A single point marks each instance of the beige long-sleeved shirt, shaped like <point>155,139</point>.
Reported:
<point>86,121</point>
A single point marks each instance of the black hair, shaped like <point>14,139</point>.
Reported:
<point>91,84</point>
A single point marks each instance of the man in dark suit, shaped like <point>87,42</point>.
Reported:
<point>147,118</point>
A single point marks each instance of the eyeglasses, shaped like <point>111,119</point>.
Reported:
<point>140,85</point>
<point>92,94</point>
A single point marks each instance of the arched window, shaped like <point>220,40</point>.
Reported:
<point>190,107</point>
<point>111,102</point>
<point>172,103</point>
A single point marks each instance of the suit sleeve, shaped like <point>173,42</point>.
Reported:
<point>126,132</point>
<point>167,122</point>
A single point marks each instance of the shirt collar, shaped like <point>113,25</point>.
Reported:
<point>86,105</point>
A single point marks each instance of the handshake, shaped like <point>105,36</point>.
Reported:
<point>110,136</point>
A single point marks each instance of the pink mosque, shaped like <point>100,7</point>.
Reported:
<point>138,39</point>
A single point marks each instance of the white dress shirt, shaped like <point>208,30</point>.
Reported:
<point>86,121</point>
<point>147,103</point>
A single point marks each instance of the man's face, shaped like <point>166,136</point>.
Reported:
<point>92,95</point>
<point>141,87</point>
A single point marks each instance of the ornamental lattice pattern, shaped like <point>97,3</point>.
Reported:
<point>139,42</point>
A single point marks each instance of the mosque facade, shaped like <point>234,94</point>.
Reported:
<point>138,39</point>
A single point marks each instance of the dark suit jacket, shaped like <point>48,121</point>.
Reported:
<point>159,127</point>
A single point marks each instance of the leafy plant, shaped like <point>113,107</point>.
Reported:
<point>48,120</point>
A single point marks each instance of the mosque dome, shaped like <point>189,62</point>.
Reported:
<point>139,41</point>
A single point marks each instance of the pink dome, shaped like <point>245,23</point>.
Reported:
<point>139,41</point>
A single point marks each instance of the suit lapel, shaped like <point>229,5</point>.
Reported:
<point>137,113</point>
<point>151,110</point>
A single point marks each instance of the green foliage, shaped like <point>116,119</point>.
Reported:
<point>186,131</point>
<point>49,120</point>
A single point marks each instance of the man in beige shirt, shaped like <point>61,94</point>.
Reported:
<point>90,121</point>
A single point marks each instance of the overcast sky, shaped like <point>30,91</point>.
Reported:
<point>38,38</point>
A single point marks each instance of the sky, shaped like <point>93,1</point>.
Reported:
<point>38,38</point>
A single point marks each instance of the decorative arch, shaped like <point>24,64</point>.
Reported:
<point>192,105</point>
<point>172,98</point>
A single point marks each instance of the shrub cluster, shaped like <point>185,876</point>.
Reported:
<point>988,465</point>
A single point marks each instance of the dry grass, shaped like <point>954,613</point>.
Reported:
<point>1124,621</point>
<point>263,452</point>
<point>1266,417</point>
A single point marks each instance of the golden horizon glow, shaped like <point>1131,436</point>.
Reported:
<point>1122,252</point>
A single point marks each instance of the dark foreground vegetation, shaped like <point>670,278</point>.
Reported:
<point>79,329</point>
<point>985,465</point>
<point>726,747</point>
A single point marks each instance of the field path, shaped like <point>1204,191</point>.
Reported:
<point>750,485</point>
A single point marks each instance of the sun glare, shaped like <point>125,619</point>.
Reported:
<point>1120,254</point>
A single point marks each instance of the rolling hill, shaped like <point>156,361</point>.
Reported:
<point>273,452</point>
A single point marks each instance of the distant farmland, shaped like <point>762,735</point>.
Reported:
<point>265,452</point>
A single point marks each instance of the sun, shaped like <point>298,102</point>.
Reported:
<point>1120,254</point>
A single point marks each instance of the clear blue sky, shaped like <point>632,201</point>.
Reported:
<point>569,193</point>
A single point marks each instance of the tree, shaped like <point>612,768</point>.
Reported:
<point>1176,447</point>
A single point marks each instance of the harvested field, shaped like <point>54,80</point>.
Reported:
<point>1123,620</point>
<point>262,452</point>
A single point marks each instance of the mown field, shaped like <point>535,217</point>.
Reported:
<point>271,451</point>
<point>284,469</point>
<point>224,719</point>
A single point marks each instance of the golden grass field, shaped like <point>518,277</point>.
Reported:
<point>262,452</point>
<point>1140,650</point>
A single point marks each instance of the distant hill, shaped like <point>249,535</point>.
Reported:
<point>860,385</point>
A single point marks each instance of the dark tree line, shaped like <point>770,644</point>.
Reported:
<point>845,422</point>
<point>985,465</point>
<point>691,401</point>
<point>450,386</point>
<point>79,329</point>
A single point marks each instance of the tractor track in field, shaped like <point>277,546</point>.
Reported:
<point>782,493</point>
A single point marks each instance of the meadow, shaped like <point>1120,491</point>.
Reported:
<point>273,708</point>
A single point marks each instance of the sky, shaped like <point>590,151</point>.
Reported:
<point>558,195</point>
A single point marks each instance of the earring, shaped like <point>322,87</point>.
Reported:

Problem statement -
Among the lines of the material, count those that contain the string "shirt" and state only that count.

Result -
4